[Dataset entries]
Start of Block

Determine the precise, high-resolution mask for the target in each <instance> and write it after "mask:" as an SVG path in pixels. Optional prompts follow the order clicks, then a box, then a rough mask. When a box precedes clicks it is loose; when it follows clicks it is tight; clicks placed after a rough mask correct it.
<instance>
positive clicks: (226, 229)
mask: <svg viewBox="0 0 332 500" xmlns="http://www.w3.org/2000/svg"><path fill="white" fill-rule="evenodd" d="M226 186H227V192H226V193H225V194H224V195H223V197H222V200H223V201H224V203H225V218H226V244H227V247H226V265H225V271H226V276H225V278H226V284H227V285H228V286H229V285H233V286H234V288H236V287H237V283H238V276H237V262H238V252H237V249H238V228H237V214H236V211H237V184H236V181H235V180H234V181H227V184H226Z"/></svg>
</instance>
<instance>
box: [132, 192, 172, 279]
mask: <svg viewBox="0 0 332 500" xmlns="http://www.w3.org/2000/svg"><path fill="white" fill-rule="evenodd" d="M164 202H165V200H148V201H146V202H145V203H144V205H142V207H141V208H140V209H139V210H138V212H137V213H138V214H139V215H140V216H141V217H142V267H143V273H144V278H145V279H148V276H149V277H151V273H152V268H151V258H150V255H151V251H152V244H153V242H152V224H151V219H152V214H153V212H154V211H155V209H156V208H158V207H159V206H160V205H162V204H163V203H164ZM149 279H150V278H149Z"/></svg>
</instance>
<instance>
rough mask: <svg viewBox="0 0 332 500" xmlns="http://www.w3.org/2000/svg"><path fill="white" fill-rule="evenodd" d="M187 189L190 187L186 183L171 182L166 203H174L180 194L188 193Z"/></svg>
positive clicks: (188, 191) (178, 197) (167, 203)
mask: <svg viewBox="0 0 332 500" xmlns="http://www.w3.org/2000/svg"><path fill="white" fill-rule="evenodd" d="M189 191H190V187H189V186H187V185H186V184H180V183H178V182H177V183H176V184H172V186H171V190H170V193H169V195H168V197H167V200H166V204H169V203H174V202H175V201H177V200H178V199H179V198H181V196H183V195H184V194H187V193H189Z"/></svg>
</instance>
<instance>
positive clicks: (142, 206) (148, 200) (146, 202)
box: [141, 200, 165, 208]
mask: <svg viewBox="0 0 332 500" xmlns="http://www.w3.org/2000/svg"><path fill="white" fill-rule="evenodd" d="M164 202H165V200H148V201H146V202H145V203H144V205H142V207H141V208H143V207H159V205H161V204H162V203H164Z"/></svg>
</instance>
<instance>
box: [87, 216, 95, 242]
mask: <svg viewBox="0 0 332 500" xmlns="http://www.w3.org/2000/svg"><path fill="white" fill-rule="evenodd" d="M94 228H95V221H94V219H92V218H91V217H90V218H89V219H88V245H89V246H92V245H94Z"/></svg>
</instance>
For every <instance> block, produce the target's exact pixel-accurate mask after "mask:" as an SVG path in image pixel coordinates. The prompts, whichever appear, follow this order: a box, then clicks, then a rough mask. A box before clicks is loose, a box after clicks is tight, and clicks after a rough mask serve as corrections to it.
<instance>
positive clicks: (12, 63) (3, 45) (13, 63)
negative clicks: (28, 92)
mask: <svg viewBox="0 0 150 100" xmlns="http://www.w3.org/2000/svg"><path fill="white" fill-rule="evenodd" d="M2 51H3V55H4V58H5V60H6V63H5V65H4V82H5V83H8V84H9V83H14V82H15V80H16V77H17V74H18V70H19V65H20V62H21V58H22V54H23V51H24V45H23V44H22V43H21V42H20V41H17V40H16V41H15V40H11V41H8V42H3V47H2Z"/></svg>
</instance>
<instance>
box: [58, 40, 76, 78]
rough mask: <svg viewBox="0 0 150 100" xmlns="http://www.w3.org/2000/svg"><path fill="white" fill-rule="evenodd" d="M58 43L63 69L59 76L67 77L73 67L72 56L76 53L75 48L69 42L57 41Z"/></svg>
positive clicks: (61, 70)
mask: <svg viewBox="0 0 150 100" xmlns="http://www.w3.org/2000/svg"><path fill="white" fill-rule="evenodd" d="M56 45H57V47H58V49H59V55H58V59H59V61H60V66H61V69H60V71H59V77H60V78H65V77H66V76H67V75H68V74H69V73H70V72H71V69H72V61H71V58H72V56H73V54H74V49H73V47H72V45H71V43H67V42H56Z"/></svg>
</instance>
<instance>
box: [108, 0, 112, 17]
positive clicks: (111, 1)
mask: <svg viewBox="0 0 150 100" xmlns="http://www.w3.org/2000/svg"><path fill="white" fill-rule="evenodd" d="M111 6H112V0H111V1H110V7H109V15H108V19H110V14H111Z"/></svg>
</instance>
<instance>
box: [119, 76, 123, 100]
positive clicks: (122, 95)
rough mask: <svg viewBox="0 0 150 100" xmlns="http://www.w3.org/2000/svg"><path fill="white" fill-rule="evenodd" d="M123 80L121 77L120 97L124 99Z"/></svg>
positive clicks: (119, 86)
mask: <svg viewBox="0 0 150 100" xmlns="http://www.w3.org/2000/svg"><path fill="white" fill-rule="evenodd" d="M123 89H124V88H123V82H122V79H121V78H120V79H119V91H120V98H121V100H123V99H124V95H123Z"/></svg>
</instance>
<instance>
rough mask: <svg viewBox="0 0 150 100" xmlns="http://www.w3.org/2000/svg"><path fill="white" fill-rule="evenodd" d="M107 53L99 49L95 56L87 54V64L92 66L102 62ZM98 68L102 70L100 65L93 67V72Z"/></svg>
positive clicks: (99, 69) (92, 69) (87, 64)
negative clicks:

End of Block
Start of Block

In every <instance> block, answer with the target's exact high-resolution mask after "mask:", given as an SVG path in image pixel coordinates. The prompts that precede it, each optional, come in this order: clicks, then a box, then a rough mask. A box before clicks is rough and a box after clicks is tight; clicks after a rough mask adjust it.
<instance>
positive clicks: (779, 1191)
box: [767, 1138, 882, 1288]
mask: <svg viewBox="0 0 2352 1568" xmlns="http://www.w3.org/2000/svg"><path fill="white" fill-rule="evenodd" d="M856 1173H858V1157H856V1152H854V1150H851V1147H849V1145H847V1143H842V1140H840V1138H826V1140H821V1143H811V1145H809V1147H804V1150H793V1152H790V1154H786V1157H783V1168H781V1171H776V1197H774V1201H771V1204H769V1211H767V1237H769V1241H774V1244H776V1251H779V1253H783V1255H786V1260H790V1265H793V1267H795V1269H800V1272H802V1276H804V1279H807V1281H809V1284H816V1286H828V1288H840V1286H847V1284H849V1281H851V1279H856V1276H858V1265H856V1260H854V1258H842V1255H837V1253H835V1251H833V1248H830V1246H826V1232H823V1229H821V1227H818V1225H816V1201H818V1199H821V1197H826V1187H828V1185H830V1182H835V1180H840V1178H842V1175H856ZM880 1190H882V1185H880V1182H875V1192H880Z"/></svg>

End of Block

→ REQUEST: Quote the lines of the entries verbatim, starting with the line that contains "Determine the precise, high-resolution" and going on through the line that contains "positive clicks: (226, 229)", with both of those lines included.

→ WRITTEN ANSWER:
Determine the precise, high-resolution mask for the target in each <instance> and write it after "mask:" as an SVG path in pixels. Optional prompts follow the order clicks, then a box, then a rough mask. When a box precedes clicks it is loose; when it follows clicks it is tight; clicks placed after a rough mask correct it.
<instance>
positive clicks: (226, 229)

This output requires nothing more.